= Beginning of Section =

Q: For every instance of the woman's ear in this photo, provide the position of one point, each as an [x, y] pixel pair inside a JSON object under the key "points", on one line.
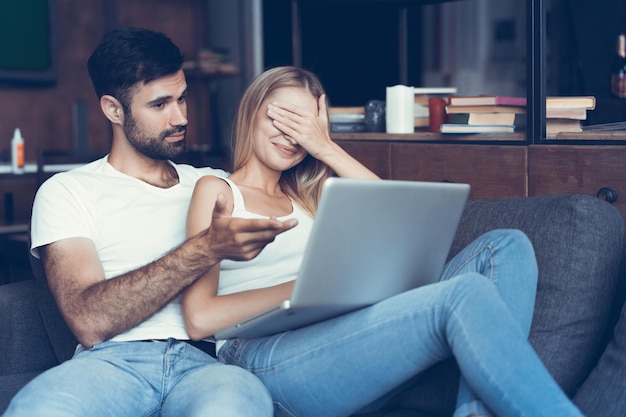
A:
{"points": [[112, 109]]}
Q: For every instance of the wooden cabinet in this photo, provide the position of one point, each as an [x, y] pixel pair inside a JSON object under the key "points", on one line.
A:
{"points": [[502, 171], [492, 171], [578, 169]]}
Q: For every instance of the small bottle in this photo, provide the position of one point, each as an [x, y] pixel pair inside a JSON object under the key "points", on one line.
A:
{"points": [[618, 69], [17, 152]]}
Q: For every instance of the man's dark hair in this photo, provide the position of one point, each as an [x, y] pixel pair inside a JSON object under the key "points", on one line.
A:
{"points": [[127, 56]]}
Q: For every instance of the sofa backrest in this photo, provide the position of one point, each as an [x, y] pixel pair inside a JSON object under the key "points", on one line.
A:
{"points": [[578, 243]]}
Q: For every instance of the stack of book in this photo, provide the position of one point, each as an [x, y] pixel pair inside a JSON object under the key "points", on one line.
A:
{"points": [[422, 94], [482, 114], [347, 119], [498, 114], [565, 114]]}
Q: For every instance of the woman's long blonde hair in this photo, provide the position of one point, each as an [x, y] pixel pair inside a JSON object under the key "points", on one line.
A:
{"points": [[303, 182]]}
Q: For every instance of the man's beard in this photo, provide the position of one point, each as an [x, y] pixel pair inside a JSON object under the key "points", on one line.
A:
{"points": [[155, 148]]}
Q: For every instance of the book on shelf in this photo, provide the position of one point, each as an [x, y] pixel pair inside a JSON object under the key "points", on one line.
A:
{"points": [[346, 110], [467, 128], [486, 100], [559, 125], [486, 109], [496, 118], [347, 127], [605, 127], [578, 113], [586, 102], [439, 91]]}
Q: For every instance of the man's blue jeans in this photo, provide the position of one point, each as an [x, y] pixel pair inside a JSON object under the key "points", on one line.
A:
{"points": [[116, 379], [480, 313]]}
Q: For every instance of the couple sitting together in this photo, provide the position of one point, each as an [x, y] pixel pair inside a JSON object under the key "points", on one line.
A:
{"points": [[145, 257]]}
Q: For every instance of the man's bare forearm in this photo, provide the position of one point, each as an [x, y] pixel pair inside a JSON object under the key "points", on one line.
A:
{"points": [[106, 308]]}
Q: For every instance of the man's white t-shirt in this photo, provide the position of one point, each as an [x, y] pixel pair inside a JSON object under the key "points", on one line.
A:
{"points": [[131, 223]]}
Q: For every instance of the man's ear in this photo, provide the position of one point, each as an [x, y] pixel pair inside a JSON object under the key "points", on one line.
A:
{"points": [[112, 109]]}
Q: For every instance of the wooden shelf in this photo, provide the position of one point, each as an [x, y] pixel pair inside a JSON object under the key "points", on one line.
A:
{"points": [[431, 137]]}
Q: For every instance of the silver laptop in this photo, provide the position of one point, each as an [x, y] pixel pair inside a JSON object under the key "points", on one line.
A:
{"points": [[371, 239]]}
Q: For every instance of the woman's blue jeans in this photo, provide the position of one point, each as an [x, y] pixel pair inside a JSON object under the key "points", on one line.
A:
{"points": [[141, 379], [480, 313]]}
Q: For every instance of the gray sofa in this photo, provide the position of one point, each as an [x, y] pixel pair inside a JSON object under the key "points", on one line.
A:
{"points": [[578, 241]]}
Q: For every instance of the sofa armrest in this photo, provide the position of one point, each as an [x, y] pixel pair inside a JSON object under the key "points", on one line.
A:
{"points": [[25, 345], [578, 242]]}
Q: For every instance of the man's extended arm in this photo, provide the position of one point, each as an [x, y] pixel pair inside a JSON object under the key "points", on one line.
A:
{"points": [[96, 309]]}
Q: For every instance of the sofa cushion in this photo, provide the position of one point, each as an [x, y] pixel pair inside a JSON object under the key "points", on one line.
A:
{"points": [[63, 341], [578, 243], [29, 349], [604, 392], [10, 385]]}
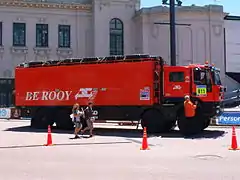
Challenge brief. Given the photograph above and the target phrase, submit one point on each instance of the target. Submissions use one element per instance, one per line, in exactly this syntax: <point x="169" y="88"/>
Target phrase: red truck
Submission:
<point x="130" y="87"/>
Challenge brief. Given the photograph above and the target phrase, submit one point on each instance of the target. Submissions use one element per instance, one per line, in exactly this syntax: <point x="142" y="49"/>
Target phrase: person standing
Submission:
<point x="189" y="107"/>
<point x="77" y="114"/>
<point x="89" y="119"/>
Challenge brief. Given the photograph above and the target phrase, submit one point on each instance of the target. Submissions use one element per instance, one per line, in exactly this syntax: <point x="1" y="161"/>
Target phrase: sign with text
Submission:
<point x="5" y="113"/>
<point x="229" y="118"/>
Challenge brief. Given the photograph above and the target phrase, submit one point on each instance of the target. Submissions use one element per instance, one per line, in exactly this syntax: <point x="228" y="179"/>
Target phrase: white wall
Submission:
<point x="232" y="39"/>
<point x="203" y="40"/>
<point x="10" y="56"/>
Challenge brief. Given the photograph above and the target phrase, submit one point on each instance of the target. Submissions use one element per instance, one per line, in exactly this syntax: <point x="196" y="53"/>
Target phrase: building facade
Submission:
<point x="35" y="30"/>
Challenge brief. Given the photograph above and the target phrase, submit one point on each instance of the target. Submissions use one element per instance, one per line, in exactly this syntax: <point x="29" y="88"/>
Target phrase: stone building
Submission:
<point x="33" y="30"/>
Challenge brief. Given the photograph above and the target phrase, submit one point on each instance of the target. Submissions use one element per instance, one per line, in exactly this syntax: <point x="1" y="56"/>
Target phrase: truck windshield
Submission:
<point x="202" y="77"/>
<point x="216" y="77"/>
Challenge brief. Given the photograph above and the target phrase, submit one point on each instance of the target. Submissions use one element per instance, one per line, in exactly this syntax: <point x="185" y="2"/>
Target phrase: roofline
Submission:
<point x="232" y="18"/>
<point x="193" y="8"/>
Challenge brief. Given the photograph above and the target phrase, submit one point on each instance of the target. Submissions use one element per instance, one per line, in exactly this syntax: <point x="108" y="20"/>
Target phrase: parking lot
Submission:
<point x="115" y="154"/>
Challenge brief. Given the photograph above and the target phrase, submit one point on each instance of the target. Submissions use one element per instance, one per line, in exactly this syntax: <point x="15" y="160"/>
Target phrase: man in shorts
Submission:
<point x="89" y="119"/>
<point x="77" y="114"/>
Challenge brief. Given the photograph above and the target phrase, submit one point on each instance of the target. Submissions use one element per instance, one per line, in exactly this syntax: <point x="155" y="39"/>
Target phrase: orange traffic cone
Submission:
<point x="49" y="137"/>
<point x="144" y="141"/>
<point x="234" y="145"/>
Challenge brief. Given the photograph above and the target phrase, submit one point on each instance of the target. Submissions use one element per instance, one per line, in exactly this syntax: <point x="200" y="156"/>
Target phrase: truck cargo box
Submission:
<point x="105" y="84"/>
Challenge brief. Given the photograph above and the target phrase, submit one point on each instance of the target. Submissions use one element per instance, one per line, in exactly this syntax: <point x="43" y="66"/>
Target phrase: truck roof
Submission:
<point x="91" y="60"/>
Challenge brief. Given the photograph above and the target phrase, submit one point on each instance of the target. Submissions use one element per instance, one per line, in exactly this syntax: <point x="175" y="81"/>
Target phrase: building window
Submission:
<point x="176" y="76"/>
<point x="19" y="34"/>
<point x="116" y="37"/>
<point x="64" y="38"/>
<point x="0" y="33"/>
<point x="42" y="35"/>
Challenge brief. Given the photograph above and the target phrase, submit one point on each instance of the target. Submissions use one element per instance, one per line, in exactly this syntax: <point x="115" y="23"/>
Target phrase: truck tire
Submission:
<point x="63" y="120"/>
<point x="206" y="123"/>
<point x="155" y="122"/>
<point x="42" y="118"/>
<point x="190" y="126"/>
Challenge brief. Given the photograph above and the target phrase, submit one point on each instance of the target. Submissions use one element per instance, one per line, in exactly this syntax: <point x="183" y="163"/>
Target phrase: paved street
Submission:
<point x="115" y="155"/>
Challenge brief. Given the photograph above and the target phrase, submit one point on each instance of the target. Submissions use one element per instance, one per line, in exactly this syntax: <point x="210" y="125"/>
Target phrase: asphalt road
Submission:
<point x="115" y="155"/>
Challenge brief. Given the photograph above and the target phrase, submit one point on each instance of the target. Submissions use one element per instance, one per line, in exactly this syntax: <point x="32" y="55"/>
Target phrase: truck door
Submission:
<point x="6" y="90"/>
<point x="202" y="86"/>
<point x="176" y="82"/>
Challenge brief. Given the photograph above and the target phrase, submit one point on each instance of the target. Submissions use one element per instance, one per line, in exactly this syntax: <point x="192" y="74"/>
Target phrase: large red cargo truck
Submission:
<point x="130" y="87"/>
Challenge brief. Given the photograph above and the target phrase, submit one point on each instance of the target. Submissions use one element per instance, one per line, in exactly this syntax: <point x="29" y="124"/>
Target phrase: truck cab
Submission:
<point x="201" y="82"/>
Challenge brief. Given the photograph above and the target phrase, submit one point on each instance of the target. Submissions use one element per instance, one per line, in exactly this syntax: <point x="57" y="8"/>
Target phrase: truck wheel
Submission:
<point x="206" y="122"/>
<point x="42" y="118"/>
<point x="155" y="122"/>
<point x="189" y="126"/>
<point x="63" y="120"/>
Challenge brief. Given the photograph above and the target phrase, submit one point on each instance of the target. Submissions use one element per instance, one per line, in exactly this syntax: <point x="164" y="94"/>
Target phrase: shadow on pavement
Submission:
<point x="206" y="134"/>
<point x="65" y="144"/>
<point x="133" y="133"/>
<point x="129" y="133"/>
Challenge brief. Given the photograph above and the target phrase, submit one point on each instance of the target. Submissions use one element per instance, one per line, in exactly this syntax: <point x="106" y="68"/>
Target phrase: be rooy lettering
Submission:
<point x="48" y="96"/>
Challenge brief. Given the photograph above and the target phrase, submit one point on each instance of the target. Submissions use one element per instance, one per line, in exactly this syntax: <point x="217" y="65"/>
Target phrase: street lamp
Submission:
<point x="172" y="28"/>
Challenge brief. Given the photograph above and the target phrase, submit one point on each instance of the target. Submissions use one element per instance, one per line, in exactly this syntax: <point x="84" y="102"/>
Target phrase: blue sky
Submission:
<point x="230" y="6"/>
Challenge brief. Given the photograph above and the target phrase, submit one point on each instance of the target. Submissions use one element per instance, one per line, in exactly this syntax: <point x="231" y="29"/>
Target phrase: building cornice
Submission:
<point x="42" y="5"/>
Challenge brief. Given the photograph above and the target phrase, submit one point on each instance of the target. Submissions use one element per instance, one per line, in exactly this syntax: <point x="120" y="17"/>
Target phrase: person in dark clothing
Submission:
<point x="89" y="119"/>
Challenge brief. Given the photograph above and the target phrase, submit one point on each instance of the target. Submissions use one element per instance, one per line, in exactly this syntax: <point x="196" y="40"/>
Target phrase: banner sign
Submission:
<point x="5" y="113"/>
<point x="229" y="118"/>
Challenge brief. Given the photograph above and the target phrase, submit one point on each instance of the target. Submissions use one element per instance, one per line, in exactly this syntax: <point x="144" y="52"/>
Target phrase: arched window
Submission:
<point x="116" y="37"/>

= End of Section =

[WORK INSTRUCTION]
Once you have checked every line of the material above, return the ones that hold the string "jeans".

[SOLUTION]
Q: For every instance of the man's blue jeans in this photo, provide the position of one point, each as an [x, y] pixel pair inside a JSON object under the key "points", on one line.
Q: For every instance of the woman's blue jeans in this photo, provide the position of one point, each as an [x, y] pixel pair inside a JSON object under the key "points", on one line.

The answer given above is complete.